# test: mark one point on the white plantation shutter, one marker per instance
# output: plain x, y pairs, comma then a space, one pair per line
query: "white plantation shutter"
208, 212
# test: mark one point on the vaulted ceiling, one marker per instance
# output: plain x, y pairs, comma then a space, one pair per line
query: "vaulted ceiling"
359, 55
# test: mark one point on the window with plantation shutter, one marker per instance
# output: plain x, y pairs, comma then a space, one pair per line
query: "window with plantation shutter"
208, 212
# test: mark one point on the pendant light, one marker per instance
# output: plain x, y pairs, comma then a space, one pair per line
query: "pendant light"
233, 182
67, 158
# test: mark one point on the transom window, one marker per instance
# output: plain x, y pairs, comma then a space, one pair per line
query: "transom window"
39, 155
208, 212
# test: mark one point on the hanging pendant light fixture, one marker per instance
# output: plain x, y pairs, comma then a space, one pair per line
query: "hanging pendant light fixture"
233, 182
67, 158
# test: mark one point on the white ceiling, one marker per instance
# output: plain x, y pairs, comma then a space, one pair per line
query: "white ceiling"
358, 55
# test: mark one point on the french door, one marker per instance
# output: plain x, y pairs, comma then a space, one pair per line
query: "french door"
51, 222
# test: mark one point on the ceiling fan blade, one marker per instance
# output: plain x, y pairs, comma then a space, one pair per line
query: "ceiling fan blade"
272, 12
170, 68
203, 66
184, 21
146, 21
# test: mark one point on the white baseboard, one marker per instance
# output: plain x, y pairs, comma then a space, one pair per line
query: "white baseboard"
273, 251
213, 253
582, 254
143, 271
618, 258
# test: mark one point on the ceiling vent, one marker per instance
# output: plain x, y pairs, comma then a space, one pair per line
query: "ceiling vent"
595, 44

_ _ _

WHAT IS ASKED: Render the entries as a numbered list, from the line containing "# test: mark one point on the ceiling vent, one" up to and including the final line of the entries, leaving out any blank lines.

FINAL RESULT:
1. # test: mark one point on the ceiling vent, one marker per instance
2. # output: plain x, y pairs, comma then a space, one pair per line
3. query: "ceiling vent"
4. 595, 44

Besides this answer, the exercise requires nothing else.